Finding AdK sequences

Sequence of AdK

  1. Start with PDB 1AKE in the Protein Databank.

  2. Find the UniProtKB accession number P69441 from the PDB page.

  3. Find P69441 in UniProt (P69441 (KAD_ECOLI)).

  4. Browse the KAD_ECOLI page. Find the KAD_ECOLI sequence

    >sp|P69441|KAD_ECOLI Adenylate kinase OS=Escherichia coli (strain K12) GN=adk PE=1 SV=1
    MRIILLGAPGAGKGTQAQFIMEKYGIPQISTGDMLRAAVKSGSELGKQAKDIMDAGKLVT
    DELVIALVKERIAQEDCRNGFLLDGFPRTIPQADAMKEAGINVDYVLEFDVPDELIVDRI
    VGRRVHAPSGRVYHVKFNPPKVEGKDDVTGEELTTRKDDQEETVRKRLVEYHQMTAPLIG
    YYSKEAEAGNTKYAKVDGTKPVAEVRADLEKILG
    

    (This is the sequence in FASTA format, one of the common sequence formats.)

Finding other AdK sequences with BLAST

The Basic Local Alignment Search Tool (BLAST) finds regions of local similarity between sequences, which can be used to infer functional and evolutionary relationships between sequences as well as help identify members of gene families.

Use blastp (Protein BLAST) with the following settings (everything else can be left at defaults):

Enter Query Sequence:

  • Enter accession number(s), gi(s), or FASTA sequence(s): paste the KAD_ECOLI FASTA sequence into the search box

Choose Search Set:

  • Database: Non-redundant protein sequences (nr)

━━━━━━━━━━━━━━━━━━━━━━━━━━━━━━

### What this exercise asks
[1] Reproduce the stretch of the AdK sequences page that begins with "Finding other AdK" and ends with "protein sequences (nr)".
[2] Please answer these questions from the AdK sequences page:
(a) Which PDB entry is the starting point?
(b) In what format is the KAD_ECOLI sequence shown?
(c) Which database is chosen under Choose Search Set?
[3] Extend the AdK sequences page from its final line, picking up after the Database setting for the search.

━━━━━━━━━━━━━━━━━━━━━━━━━━━━━━

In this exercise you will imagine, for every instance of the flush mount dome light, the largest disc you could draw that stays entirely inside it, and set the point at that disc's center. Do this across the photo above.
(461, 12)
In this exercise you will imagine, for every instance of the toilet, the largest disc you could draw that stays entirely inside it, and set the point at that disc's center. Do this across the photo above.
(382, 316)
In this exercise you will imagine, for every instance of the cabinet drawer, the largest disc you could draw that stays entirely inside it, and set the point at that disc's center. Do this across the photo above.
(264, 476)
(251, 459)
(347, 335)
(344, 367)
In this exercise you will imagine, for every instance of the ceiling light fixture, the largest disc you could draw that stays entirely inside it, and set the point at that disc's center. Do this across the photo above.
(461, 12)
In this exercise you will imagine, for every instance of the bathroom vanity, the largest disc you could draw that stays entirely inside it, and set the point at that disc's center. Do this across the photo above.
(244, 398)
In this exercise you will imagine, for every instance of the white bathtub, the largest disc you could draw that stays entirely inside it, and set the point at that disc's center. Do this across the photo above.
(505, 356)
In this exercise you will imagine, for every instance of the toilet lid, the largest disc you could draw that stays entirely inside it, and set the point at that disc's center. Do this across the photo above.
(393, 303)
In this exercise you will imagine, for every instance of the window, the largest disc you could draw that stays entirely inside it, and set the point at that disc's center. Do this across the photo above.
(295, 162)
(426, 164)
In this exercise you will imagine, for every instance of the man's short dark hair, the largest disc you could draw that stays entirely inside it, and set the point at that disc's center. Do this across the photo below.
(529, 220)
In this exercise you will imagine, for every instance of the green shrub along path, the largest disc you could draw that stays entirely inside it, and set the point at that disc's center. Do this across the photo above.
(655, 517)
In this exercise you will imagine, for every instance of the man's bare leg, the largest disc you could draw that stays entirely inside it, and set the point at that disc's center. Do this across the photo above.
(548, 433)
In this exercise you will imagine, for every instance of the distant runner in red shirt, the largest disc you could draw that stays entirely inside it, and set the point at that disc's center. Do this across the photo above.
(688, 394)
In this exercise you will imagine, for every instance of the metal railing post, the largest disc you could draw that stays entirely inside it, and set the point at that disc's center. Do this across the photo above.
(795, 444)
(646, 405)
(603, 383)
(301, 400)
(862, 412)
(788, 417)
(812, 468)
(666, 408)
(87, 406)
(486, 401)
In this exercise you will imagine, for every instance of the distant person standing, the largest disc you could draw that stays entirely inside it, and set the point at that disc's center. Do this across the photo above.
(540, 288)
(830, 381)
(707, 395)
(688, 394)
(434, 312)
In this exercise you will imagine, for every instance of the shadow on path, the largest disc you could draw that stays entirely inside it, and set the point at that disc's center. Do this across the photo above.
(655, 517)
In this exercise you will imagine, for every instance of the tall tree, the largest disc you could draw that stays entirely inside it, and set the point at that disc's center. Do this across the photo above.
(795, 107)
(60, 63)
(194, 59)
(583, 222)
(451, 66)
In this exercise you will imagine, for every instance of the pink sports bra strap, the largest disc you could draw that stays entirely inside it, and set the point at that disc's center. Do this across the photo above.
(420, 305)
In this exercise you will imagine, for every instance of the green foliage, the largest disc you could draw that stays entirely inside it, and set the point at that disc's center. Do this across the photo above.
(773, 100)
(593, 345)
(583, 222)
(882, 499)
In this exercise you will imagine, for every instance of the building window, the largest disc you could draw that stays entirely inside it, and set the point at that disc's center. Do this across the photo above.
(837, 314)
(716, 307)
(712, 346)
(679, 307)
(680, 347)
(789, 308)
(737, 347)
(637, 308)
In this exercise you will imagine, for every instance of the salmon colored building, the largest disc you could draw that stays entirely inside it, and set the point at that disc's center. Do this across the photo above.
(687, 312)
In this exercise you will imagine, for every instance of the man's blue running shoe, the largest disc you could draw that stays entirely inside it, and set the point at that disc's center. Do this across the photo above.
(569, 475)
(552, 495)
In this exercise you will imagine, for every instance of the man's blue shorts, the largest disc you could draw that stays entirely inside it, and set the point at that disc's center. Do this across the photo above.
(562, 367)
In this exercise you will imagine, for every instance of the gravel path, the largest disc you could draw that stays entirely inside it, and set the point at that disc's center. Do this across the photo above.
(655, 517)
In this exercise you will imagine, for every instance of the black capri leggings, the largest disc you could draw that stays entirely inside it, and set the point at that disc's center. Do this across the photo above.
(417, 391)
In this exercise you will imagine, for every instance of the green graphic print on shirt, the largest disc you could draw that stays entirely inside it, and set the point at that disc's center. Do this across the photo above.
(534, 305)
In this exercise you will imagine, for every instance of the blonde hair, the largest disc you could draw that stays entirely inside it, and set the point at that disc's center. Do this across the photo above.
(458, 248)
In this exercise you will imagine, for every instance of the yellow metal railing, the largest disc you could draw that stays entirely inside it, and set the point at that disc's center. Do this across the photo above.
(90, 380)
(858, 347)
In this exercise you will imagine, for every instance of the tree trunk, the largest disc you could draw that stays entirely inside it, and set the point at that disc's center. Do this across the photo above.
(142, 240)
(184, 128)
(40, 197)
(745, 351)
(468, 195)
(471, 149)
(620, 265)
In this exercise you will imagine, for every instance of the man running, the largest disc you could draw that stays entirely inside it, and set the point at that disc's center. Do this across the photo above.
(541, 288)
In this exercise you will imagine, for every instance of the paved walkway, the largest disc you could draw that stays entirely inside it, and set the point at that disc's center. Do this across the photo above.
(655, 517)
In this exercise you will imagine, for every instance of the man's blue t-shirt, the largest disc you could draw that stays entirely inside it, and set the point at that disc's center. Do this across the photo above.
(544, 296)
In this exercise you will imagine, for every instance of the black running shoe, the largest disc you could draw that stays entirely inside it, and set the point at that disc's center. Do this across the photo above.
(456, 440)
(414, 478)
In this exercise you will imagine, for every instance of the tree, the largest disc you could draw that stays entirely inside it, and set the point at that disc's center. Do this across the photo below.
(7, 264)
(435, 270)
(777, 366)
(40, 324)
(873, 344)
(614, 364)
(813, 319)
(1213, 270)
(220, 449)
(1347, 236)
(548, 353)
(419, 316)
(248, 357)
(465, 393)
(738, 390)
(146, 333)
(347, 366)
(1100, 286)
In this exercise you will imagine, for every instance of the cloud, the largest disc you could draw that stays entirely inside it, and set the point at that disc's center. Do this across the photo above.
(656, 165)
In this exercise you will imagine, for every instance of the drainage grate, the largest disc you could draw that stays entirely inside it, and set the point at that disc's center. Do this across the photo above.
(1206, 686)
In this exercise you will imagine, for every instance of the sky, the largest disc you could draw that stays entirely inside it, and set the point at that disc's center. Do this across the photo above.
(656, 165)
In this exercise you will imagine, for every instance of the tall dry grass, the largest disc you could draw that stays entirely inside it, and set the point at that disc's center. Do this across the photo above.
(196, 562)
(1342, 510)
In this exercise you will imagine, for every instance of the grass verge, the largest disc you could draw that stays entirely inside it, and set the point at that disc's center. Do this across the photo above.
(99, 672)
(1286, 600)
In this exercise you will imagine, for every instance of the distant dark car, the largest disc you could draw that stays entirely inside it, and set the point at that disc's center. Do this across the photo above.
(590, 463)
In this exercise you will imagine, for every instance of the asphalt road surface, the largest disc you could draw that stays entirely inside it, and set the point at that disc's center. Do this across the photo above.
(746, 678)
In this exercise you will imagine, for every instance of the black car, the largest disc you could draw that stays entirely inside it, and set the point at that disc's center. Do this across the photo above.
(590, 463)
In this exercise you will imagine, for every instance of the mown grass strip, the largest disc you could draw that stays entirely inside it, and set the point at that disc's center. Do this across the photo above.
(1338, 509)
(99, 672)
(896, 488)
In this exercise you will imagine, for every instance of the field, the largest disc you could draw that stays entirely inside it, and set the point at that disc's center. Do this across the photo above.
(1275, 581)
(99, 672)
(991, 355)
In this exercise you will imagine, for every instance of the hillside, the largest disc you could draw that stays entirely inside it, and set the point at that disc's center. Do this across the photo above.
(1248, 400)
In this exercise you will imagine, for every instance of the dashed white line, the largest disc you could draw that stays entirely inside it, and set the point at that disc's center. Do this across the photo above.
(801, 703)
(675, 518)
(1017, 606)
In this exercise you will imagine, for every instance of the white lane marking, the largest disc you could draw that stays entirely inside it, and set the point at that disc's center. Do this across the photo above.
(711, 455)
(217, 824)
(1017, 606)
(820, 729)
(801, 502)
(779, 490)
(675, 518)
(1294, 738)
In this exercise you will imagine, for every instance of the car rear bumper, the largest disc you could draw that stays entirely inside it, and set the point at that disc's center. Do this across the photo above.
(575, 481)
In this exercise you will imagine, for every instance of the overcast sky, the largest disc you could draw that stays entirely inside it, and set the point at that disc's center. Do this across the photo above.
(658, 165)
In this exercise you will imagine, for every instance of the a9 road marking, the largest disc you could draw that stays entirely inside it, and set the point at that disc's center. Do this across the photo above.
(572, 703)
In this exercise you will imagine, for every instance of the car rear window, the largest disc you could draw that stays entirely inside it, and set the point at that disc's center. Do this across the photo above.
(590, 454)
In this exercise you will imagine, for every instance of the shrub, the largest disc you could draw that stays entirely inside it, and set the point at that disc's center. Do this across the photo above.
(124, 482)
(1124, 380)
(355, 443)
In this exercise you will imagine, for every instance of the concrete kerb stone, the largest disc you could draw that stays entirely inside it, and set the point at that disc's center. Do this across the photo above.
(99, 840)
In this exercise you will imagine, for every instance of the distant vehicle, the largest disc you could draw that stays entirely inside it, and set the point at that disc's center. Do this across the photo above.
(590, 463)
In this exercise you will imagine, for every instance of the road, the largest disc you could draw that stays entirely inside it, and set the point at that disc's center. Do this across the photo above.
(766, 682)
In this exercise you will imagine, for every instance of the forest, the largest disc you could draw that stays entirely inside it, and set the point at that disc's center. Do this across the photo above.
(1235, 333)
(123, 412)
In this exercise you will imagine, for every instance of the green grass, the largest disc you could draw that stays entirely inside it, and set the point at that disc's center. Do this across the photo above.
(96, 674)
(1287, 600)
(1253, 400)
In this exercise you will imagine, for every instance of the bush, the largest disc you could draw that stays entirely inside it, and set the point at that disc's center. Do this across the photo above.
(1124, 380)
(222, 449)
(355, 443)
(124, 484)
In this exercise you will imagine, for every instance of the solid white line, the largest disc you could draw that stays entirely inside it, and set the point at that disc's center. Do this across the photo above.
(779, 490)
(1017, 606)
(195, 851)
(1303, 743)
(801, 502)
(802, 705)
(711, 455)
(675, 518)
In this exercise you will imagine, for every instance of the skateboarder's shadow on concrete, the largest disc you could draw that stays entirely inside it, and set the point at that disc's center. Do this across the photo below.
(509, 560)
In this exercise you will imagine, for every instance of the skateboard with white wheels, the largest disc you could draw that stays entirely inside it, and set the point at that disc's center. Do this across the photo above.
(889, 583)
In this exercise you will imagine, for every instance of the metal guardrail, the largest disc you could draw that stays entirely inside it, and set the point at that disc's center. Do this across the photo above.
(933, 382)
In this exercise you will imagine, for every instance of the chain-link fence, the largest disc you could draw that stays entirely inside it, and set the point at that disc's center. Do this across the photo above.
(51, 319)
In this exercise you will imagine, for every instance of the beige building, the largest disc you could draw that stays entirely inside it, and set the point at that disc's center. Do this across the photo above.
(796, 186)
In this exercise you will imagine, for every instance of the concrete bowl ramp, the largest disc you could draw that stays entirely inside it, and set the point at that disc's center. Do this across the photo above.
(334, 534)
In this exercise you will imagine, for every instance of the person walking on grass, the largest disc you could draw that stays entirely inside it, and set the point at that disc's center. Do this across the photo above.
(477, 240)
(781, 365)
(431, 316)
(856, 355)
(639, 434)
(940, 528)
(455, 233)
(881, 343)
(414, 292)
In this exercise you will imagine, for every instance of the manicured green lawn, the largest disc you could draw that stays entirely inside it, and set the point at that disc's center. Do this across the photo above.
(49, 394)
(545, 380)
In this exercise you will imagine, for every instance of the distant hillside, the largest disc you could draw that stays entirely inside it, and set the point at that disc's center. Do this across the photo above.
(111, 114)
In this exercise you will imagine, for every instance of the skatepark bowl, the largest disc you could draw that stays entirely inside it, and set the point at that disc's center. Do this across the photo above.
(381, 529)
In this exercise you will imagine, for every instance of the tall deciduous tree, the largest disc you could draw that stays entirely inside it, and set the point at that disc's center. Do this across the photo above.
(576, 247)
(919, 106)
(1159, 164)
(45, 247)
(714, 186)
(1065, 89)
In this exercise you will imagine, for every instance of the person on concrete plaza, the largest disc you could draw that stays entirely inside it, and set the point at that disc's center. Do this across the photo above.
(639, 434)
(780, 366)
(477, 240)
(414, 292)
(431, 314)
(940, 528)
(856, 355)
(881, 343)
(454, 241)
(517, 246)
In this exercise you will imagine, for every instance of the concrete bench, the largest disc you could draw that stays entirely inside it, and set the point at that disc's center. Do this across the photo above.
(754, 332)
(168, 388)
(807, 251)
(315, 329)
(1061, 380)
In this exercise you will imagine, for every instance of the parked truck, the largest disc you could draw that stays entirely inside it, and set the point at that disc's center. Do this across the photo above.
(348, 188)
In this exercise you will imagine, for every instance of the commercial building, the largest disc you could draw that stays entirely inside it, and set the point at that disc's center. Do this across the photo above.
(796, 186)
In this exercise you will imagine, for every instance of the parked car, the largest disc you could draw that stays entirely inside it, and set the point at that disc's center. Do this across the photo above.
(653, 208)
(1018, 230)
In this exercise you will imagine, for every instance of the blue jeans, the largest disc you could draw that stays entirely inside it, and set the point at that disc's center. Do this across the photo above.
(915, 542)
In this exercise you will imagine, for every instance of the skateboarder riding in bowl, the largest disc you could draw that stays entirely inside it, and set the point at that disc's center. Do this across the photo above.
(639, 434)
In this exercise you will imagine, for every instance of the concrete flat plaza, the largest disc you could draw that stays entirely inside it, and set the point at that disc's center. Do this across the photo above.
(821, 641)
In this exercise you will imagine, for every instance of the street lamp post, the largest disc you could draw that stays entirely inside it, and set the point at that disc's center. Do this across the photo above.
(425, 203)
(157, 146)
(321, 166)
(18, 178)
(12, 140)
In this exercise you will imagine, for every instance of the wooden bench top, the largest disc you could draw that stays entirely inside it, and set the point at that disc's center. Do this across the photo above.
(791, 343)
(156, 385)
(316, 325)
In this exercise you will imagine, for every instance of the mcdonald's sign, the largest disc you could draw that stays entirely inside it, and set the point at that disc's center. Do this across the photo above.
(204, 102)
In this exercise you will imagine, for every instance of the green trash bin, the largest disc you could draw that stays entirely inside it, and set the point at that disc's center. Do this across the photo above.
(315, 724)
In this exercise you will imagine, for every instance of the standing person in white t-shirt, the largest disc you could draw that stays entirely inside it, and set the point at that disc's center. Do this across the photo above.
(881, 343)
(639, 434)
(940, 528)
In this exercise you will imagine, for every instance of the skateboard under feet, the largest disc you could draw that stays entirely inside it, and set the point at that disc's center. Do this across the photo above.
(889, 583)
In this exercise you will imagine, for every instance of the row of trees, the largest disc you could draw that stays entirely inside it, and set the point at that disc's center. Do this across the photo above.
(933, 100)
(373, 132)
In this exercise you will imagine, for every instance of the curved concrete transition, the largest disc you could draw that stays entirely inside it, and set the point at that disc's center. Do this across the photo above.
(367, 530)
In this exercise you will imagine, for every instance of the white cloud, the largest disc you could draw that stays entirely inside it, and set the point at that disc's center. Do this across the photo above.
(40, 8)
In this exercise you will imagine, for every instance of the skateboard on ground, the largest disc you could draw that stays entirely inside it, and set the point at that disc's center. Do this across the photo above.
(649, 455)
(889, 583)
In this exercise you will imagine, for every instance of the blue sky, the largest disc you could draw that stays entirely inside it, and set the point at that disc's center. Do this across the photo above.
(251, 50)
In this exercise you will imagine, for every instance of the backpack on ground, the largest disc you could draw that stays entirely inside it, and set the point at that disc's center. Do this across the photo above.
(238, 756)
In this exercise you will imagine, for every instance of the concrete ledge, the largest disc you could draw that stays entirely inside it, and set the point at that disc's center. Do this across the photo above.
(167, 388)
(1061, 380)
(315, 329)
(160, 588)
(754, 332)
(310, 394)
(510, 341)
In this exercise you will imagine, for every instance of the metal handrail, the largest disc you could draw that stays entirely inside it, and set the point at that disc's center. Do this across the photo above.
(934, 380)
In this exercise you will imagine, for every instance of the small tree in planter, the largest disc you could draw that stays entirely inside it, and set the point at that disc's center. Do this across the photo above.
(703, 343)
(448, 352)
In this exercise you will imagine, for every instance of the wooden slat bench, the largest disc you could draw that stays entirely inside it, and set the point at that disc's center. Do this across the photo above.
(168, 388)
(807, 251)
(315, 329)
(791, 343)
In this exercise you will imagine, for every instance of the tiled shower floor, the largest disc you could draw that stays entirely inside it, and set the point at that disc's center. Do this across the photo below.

━━━━━━━━━━━━━━━━━━━━━━━━━━━━━━

### Answers per task
[1]
Finding other AdK sequences with BLAST

The Basic Local Alignment Search Tool (BLAST) finds regions of local similarity between sequences, which can be used to infer functional and evolutionary relationships between sequences as well as help identify members of gene families.

Use blastp (Protein BLAST) with the following settings (everything else can be left at defaults):

Enter Query Sequence:

  • Enter accession number(s), gi(s), or FASTA sequence(s): paste the KAD_ECOLI FASTA sequence into the search box

Choose Search Set:

  • Database: Non-redundant protein sequences (nr)

[2]
(a) 1AKE
(b) FASTA format
(c) Non-redundant protein sequences (nr)

[3]
Program Selection

  • Algorithm: blastp (protein-protein BLAST)

This finds many sequences that are all almost identical (identity 99% - 100%, E values around 1e-150). One would have to create a data set that removes some of the nearly identical sequences but this is beyond this introduction.

PFAM

Use the sequence to search PFAM

Find Clan CL0023 (bit score 204.7, E-value 6.8e-61) and there family ADK PF00406.

  • Domain organization: There are 2742 sequences with the following architecture: ADK, ADK_lid

Even the Adk_lid pfam PF05191 is still too big. The view of PDB structures is useful (and could be used with MultiSeq).